Yönergeler »
1. Yazıda "GERİLİĞİN kaynağına inersek" sözleriyle başlayan paragrafı, temel bilgilerini koruyarak kısa bir madde listesine dönüştürün.
2. Yazıda "Doğan GÖKER-İSTANBUL" ile "Dr. Mustafa Yuluğ)" arasındaki bölümü, bu ikisi de dahil olmak üzere, "üniversiteler" sözcüğünü "okullar" ile değiştirerek yeniden yazın.
3. Yazıda Dr. Mustafa Yuluğ'un eski görevi ne olarak belirtiliyor?
==== Yazı ====
Eğitimden başka azınlık vakıflarının durumu da sorunlu. Bu yasalarda belirsizlik var. Ayrıca, bölgedeki dini liderli, yani müftülük sisteminin de atama yerine cemaat seçimleriyle yapılmasını istiyorlar. Haklı bir talep... Bunlar şimdilik kolay çözülmeyecek sorunlar gibi duruyor. Pek çok şey, Türk-Yunan ilişkilerinin gidişatına ve Türkiye'nin AB yolundaki ilerleyişine bağlı.

Şeyhlerin metresi...

ÖNCEKİ
gün Hürriyet'te bir ‘sahte şeyh’ haberi vardı. Bu tür haberler beni çok üzüyor ve öfkelendiriyor. Adeta tıkanacakmış gibi oluyorum. Hem de AKP döneminde bu nasıl bir sorumsuzluktur. Sanki Atatürk Türkiyesi'nde ‘hakiki şeyh’ler varmış gibi. Adına şeyh denilen bu güruhun hepsi aynı derecede ‘sahte’ değilmiş gibi. Benzer şekilde bir de ‘imam nikáhlı eş’ aymazlığı var. Böyle diyerek, bu rezilliği de muşrulaştırıyoruz. İmam nikáhlı eş diye bir kavram var mı Türkiye Cumhuriyeti'nde. Bunun adı olsa olsa ‘metres’ ya da en hafifinden ‘kapatma’dır.

Doğan GÖKER-İSTANBUL

‘GERİLİĞİN kaynağına inersek, siyasi partilerin başına geçenlerin ve ülkeyi yönetenlerin yeterli bilgi birikimine sahip olmadığını görürüz. Ülkenin kalkınmasına yönelik bilgiler ya kendilerinde yok ya da bunları kullanamıyorlar. Eğitim sistemindeki eksiklik ise Türkiye'nin geri kalmışlığının bir diğer nedeni... Özellikle üniversiteler, gelişmiş eleman yetiştirmekte yetersiz. Eğitim sadece teknik bilgi vermez, bazı değerleri de özümsetmesi gerekir. Bilgi ve bazı değerlerden yoksun insanlar da Türkiye'nin geri kalmasına neden oluyor.’

(Cumhurbaşkanlığı eski Devlet Denetleme Kurulu üyesi Dr. Mustafa Yuluğ)
==== Gösterilen veriler ====
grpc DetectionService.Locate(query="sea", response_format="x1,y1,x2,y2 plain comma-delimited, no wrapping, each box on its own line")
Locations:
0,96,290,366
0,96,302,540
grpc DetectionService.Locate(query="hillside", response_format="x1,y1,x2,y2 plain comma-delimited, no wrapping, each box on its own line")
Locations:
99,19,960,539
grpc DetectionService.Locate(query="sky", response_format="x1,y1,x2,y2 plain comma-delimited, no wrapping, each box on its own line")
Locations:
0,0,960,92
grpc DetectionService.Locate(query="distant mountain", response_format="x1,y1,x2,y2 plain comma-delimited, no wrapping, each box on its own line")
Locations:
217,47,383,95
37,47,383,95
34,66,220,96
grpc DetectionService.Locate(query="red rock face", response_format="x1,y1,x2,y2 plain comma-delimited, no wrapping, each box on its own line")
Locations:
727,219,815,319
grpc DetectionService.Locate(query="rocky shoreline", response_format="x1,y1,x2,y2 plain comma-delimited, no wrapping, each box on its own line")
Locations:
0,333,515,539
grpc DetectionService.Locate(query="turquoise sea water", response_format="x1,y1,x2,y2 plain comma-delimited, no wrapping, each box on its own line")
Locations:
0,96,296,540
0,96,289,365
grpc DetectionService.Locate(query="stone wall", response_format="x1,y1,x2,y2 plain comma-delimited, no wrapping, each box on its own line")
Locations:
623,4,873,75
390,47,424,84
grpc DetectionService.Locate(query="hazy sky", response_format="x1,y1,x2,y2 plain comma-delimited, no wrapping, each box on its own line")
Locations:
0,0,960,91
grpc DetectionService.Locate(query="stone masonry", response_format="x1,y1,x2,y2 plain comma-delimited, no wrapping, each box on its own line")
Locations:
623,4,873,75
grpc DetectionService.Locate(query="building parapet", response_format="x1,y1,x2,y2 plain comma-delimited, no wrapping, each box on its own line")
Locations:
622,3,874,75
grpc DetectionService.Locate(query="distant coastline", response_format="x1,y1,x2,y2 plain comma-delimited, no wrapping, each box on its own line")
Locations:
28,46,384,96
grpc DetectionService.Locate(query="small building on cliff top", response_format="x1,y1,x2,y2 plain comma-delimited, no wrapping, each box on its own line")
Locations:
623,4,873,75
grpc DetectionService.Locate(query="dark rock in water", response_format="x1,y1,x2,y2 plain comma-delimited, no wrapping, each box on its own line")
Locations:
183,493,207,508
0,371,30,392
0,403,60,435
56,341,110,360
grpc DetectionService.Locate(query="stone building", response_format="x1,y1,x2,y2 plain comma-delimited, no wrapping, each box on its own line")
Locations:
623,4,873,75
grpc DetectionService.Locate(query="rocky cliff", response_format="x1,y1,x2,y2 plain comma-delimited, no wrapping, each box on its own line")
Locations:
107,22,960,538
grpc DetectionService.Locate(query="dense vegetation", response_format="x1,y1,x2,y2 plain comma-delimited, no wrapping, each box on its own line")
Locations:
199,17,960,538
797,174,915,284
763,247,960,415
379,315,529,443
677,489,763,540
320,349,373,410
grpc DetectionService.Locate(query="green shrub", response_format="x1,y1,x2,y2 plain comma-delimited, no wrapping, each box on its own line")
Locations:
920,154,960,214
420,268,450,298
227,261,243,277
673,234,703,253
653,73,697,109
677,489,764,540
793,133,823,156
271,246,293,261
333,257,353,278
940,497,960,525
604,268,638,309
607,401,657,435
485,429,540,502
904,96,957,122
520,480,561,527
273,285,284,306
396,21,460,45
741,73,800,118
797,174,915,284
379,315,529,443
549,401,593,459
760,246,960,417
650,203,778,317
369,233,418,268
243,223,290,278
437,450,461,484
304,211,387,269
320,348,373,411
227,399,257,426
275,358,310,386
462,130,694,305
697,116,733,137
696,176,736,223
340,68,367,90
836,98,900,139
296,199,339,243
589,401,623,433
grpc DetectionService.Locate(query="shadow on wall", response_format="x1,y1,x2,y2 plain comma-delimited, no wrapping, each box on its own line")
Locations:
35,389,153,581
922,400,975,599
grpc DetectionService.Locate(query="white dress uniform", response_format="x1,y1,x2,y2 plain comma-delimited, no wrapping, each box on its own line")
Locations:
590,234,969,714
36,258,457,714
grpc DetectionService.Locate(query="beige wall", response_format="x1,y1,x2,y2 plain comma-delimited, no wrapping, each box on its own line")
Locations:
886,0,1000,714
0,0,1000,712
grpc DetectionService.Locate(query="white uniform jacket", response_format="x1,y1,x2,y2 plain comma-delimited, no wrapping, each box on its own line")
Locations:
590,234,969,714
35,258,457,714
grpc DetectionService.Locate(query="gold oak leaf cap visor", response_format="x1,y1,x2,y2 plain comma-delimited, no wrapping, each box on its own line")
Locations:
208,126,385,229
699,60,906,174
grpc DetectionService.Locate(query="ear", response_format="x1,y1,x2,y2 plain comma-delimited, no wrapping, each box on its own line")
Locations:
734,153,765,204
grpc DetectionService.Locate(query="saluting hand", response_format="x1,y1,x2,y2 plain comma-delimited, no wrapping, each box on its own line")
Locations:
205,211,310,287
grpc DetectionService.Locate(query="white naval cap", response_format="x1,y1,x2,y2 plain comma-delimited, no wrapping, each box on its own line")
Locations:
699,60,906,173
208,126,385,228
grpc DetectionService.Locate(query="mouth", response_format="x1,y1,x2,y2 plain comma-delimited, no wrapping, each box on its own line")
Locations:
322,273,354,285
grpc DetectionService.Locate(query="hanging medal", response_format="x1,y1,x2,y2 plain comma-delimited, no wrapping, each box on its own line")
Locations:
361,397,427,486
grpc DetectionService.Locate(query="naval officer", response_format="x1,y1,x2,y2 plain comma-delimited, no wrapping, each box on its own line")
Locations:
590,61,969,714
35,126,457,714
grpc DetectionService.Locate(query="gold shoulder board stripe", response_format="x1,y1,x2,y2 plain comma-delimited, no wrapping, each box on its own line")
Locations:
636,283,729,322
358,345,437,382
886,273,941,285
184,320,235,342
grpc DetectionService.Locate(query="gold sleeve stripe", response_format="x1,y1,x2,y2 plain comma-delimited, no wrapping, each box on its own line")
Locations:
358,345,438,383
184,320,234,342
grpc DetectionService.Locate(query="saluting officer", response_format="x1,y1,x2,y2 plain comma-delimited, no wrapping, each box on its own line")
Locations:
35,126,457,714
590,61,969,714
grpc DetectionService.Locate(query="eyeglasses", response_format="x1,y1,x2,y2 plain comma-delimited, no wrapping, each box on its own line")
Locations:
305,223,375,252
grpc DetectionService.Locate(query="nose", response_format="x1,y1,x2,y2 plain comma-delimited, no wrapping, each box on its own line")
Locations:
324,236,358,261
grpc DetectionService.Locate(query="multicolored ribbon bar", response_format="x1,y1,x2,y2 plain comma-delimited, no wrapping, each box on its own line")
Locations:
====
Tam çözümler »
1.
- Siyasi partilerin başına geçenler ve ülkeyi yönetenler yeterli bilgi birikimine sahip değil.
- Kalkınmaya yönelik bilgiler ya kendilerinde yok ya da bunları kullanamıyorlar.
- Eğitim sistemindeki eksiklik, geri kalmışlığın bir diğer nedeni.
- Özellikle üniversiteler gelişmiş eleman yetiştirmekte yetersiz.
- Eğitim yalnızca teknik bilgi vermemeli, bazı değerleri de özümsetmeli.
- Bilgi ve değerlerden yoksun insanlar da Türkiye'nin geri kalmasına neden oluyor.

2.
Doğan GÖKER-İSTANBUL

‘GERİLİĞİN kaynağına inersek, siyasi partilerin başına geçenlerin ve ülkeyi yönetenlerin yeterli bilgi birikimine sahip olmadığını görürüz. Ülkenin kalkınmasına yönelik bilgiler ya kendilerinde yok ya da bunları kullanamıyorlar. Eğitim sistemindeki eksiklik ise Türkiye'nin geri kalmışlığının bir diğer nedeni... Özellikle okullar, gelişmiş eleman yetiştirmekte yetersiz. Eğitim sadece teknik bilgi vermez, bazı değerleri de özümsetmesi gerekir. Bilgi ve bazı değerlerden yoksun insanlar da Türkiye'nin geri kalmasına neden oluyor.’

(Cumhurbaşkanlığı eski Devlet Denetleme Kurulu üyesi Dr. Mustafa Yuluğ)

3. Cumhurbaşkanlığı Devlet Denetleme Kurulu üyesi.